» **Prompt 1**
Reproduce the full Kolonaki dining guide word for word.

» **Text section**
################

Home / Blog / Where to Eat in Kolonaki: A Local's Guide to Restaurants, Tavernas and Wine Bars

The neighbourhood

Where to Eat in Kolonaki: A Local's Guide to Restaurants, Tavernas and Wine Bars

By Sissi & Galinos1/10/2024

A local host's honest guide to eating in Kolonaki, central Athens: modern Greek dinners, classic tavernas, wine bars and quick lunches, plus how we'd plan a full day of eating in the neighbourhood.

A spread of Greek meze

A spread of Greek meze.

We're Sissi and Galinos, and we've hosted in Kolonaki, central Athens, for over a decade. Here is the honest short answer: Kolonaki is where Athenians come to eat well rather than to eat cheaply. It does modern Greek cooking, proper wine bars and unfussy neighbourhood lunches better than almost anywhere else in the centre, and less well on the rock-bottom tourist-taverna front, which is fine, because you can walk to Plaka for that. To eat like a resident here, split your day: a quick counter lunch near the square, an early evening wine bar as the light drops off Lycabettus, then a modern Greek dinner booked a day ahead. Below are the categories that matter and, under each, our own picks, so you are choosing the way we do, not the way a ranking list tells you to.

################

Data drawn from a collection
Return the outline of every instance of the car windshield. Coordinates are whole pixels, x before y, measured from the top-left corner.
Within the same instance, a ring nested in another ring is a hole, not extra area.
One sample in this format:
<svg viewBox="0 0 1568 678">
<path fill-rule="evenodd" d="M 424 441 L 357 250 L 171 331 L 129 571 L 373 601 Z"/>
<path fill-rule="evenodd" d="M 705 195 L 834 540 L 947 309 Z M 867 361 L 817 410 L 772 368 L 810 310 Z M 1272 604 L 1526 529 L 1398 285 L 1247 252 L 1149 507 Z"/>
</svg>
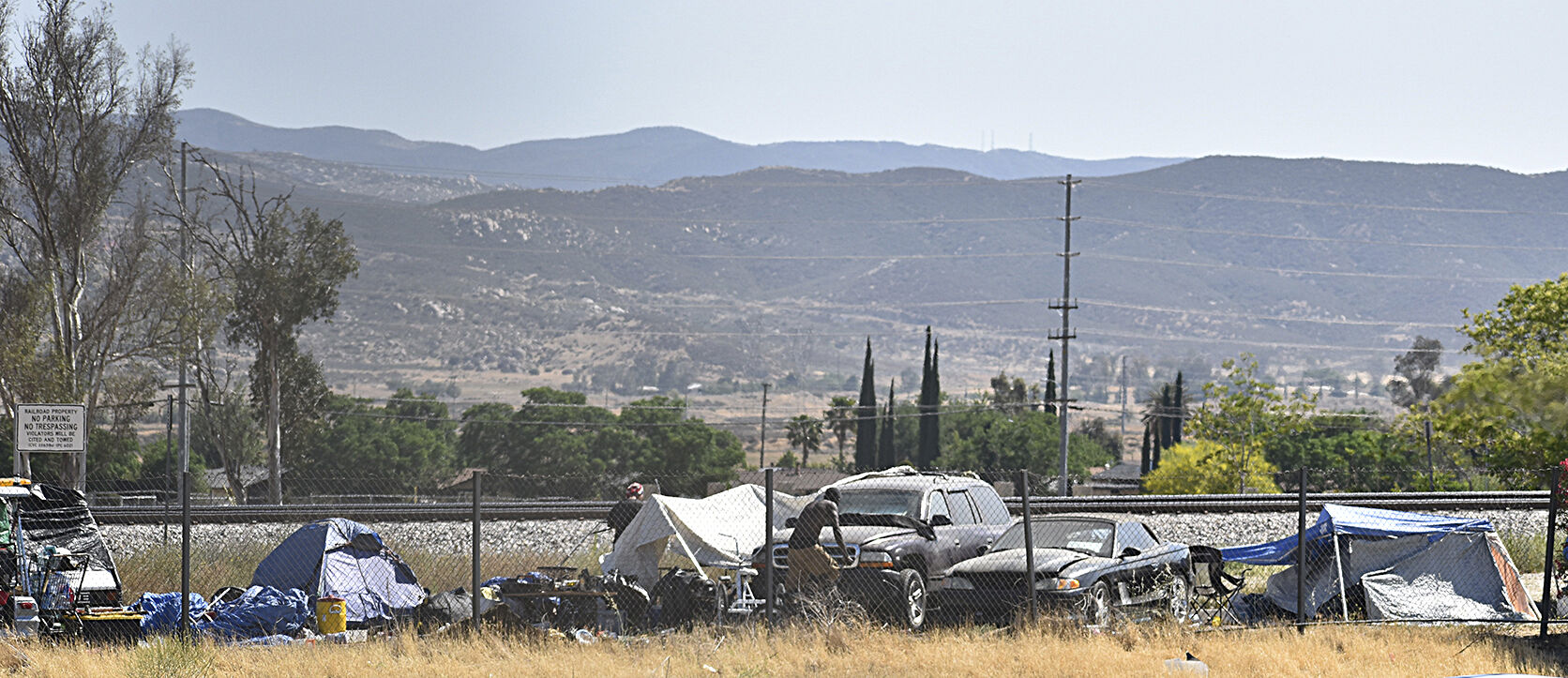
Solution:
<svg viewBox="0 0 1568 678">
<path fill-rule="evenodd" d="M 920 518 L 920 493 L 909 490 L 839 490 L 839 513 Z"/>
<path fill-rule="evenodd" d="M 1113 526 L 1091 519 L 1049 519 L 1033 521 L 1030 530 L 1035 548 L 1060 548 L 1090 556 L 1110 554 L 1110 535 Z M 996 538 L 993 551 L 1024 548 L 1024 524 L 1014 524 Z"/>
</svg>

################

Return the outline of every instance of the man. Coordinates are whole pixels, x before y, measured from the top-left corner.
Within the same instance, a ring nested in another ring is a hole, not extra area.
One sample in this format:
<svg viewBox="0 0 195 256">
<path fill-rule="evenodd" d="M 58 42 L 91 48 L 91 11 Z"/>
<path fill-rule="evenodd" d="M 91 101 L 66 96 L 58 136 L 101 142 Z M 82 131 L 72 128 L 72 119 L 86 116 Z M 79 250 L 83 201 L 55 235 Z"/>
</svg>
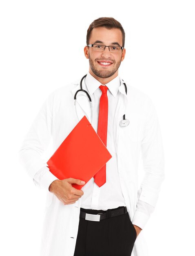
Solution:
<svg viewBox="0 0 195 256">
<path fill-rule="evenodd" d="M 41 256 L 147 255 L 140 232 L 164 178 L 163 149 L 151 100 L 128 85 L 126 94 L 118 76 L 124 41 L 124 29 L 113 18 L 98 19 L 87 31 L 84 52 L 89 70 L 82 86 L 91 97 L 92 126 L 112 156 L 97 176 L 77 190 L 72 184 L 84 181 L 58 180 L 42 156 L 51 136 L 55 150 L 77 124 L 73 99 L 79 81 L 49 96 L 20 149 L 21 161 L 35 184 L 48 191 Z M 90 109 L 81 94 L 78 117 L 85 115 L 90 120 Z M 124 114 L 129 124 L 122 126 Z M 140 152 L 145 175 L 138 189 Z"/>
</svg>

################

» **Prompt 2**
List every line of the records that contains the word "measured".

» **Expected answer 1**
Home / Blog / Where to Eat in Kolonaki: A Local's Guide to Restaurants, Tavernas and Wine Bars

The neighbourhood

Where to Eat in Kolonaki: A Local's Guide to Restaurants, Tavernas and Wine Bars

By Sissi & Galinos1/10/2024

A local host's honest guide to eating in Kolonaki, central Athens: modern Greek dinners, classic tavernas, wine bars and quick lunches, plus how we'd plan a full day of eating in the neighbourhood.

A spread of Greek meze

A spread of Greek meze.

We're Sissi and Galinos, and we've hosted in Kolonaki, central Athens, for over a decade. Here is the honest short answer: Kolonaki is where Athenians come to eat well rather than to eat cheaply. It does modern Greek cooking, proper wine bars and unfussy neighbourhood lunches better than almost anywhere else in the centre, and less well on the rock-bottom tourist-taverna front, which is fine, because you can walk to Plaka for that. To eat like a resident here, split your day: a quick counter lunch near the square, an early evening wine bar as the light drops off Lycabettus, then a modern Greek dinner booked a day ahead. Below are the categories that matter and, under each, our own picks, so you are choosing the way we do, not the way a ranking list tells you to.

» **Expected answer 2**
Return the outline of every instance of the car windshield. Coordinates are whole pixels, x before y, measured from the top-left corner.
Return the outline of every instance of the man. Coordinates are whole pixels, x before y, measured from the top-left corner.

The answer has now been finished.